(Problem description) Rewrite everything from the line containing "Place one keypoint on each instance of the man's" down to the end of the material, requests included, with every x and y coordinate in the answers multiplied by 2.5 and rounded to the nearest whole number, halves rounded up. Give only those lines.

** BEGIN **

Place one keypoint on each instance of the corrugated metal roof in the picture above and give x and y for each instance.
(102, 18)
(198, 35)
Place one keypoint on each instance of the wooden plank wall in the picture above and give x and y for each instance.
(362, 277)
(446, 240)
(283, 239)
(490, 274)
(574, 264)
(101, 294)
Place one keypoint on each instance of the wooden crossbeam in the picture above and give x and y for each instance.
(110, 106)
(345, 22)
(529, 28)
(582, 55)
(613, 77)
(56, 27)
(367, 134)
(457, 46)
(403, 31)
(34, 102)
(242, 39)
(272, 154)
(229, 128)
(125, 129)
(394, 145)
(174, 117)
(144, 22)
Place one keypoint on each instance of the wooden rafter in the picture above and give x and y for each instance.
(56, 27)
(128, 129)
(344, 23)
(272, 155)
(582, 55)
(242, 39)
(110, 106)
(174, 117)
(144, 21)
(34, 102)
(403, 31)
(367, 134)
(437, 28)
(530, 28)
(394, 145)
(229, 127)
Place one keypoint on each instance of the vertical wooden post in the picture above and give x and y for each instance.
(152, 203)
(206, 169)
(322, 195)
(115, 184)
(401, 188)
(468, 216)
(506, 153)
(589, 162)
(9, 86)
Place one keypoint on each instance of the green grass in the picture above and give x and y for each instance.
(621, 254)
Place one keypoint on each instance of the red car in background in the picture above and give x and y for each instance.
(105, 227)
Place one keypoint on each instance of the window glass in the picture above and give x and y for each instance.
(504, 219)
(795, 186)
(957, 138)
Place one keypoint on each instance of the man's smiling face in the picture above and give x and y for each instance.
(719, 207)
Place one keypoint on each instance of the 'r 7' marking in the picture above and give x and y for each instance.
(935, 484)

** END **

(Answer to the task)
Place one keypoint on each instance of the man's smiling face in the picture above and give x and y for each instance.
(1798, 518)
Place one keypoint on each instance of the 'r 7' marking in the picture above and give x and y for each instance.
(2338, 1210)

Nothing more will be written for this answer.